(YOUR TASK): Go through the data and say how many lines include the string "wall"; return only the figure.

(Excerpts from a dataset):

^^^^

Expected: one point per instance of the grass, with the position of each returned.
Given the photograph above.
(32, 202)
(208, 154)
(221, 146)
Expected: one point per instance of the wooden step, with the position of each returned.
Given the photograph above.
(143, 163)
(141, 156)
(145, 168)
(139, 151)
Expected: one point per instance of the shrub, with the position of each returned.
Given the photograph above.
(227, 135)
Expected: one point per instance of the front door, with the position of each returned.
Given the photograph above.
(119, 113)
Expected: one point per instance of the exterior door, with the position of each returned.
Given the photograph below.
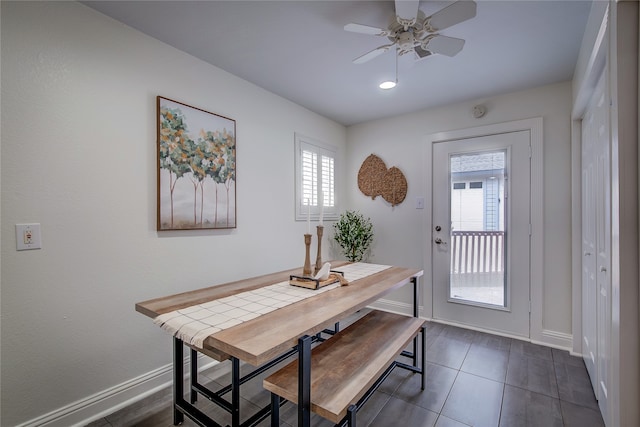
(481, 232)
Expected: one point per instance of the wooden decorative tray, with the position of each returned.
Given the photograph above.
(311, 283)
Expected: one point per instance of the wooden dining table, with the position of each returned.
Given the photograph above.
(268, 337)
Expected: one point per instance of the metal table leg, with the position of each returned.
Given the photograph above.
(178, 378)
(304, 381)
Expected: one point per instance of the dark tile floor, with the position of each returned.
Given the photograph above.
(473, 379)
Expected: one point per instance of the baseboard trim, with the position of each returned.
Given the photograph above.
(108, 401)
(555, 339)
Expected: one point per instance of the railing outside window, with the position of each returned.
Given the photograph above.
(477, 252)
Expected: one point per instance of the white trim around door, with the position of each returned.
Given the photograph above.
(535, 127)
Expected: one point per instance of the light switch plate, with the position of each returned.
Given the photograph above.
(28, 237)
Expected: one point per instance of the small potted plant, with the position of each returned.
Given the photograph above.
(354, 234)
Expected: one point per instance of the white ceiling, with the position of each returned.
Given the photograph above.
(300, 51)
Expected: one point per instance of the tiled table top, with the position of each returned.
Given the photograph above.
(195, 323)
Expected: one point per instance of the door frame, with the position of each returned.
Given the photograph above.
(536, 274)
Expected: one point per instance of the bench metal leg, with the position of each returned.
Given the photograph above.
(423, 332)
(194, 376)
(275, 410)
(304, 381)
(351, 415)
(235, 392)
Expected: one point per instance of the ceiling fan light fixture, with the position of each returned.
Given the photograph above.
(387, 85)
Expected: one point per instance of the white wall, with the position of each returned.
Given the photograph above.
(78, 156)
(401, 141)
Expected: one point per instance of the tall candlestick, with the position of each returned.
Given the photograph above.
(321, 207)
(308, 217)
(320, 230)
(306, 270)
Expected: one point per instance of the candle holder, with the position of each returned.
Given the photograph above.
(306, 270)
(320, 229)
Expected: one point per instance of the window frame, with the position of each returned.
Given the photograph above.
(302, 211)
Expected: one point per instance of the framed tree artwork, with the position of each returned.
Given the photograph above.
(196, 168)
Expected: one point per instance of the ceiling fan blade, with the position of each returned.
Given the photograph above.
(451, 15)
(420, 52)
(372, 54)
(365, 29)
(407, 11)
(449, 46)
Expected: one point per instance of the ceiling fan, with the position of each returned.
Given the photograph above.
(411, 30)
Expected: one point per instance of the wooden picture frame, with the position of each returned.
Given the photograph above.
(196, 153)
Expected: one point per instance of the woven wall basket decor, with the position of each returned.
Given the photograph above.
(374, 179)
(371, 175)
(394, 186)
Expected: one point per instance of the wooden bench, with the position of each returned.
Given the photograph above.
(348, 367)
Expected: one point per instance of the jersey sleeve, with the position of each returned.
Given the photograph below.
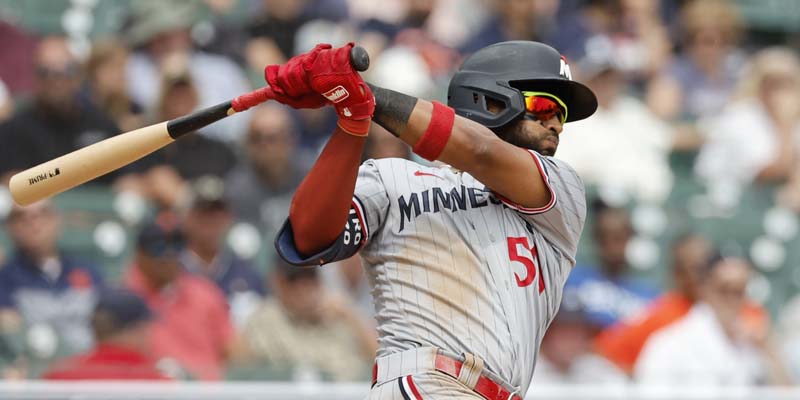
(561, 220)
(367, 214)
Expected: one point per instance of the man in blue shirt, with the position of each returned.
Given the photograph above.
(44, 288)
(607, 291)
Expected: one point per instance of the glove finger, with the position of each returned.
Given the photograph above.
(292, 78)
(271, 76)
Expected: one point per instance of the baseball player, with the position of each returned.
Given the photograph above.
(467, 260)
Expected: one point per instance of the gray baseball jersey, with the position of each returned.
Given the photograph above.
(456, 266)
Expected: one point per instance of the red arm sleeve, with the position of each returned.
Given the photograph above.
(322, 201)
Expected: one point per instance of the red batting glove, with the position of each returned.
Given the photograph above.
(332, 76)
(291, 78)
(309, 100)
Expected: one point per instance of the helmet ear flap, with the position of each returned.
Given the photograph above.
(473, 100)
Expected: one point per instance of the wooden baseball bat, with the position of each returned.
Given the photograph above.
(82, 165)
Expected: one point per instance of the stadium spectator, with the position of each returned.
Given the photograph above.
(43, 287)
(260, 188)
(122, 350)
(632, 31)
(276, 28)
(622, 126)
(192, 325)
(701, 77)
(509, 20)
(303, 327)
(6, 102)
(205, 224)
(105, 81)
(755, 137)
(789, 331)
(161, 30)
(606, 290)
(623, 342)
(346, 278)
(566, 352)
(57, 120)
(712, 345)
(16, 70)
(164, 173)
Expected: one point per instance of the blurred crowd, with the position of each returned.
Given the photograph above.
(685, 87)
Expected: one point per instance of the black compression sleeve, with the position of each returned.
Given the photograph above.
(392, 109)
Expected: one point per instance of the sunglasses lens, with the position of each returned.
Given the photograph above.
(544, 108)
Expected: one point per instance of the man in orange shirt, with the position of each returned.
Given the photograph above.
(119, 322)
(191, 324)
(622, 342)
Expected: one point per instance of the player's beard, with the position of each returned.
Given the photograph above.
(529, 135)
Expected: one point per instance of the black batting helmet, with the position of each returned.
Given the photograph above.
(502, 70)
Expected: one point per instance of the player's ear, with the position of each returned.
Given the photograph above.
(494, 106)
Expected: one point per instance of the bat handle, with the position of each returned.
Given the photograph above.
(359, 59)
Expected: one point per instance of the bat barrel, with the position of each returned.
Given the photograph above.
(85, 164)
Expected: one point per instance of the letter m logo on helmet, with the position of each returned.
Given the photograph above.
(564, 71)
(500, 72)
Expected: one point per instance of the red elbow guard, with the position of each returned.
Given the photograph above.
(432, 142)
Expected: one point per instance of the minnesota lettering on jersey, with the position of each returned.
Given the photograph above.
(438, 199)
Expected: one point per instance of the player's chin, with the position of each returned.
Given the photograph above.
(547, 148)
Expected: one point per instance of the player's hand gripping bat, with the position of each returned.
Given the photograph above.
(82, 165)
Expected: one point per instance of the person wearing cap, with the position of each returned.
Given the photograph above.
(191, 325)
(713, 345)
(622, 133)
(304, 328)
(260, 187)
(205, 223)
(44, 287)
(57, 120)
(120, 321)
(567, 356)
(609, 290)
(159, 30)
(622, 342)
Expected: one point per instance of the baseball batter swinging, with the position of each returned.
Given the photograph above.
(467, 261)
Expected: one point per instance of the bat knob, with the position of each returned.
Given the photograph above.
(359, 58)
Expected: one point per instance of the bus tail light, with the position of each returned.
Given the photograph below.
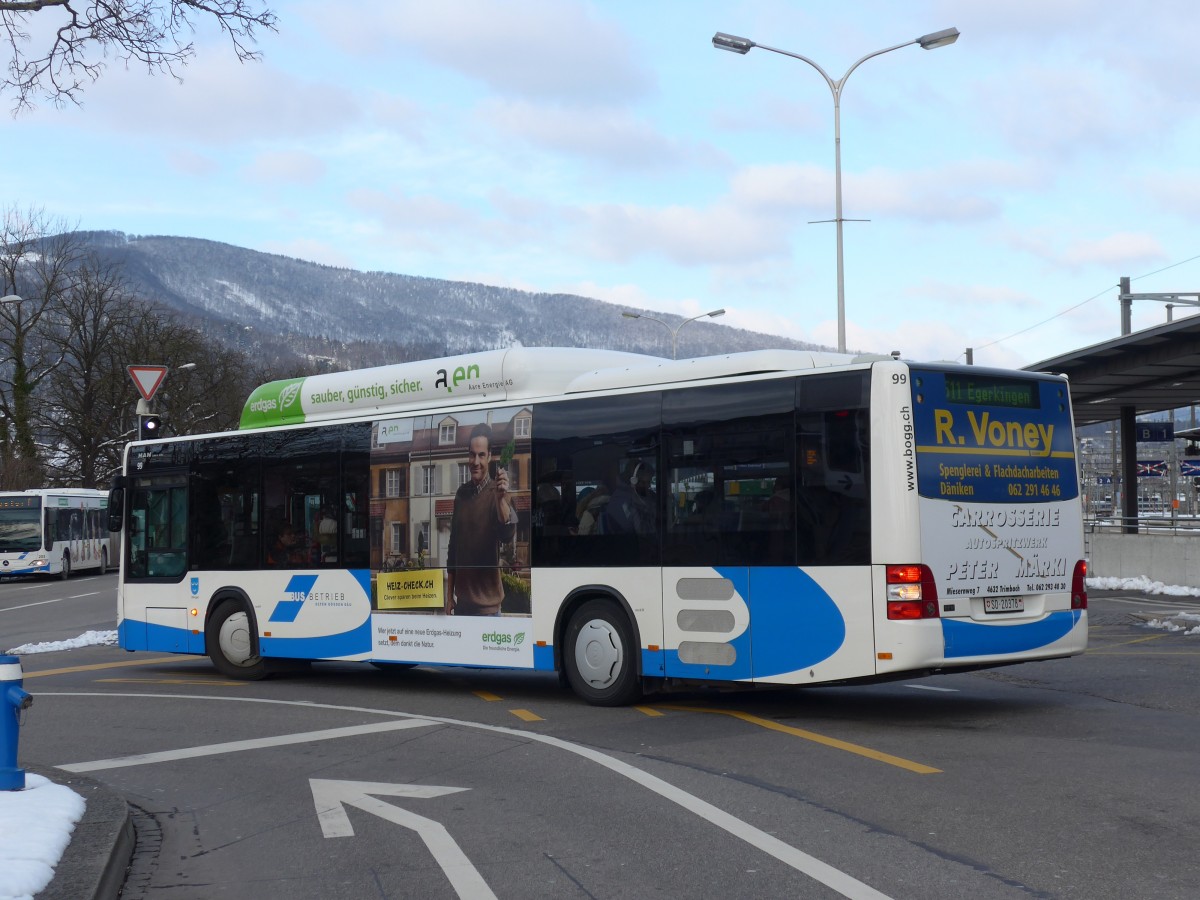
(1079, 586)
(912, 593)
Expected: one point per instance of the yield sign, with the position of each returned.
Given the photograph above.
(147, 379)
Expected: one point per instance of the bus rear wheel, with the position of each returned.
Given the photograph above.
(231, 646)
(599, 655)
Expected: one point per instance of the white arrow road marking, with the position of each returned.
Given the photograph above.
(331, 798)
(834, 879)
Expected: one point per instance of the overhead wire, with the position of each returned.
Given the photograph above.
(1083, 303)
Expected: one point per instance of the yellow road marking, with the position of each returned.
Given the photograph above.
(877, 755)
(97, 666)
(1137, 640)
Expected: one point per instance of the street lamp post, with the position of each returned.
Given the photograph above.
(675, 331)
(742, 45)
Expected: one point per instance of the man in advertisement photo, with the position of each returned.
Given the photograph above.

^^^^

(RESULT BELOW): 2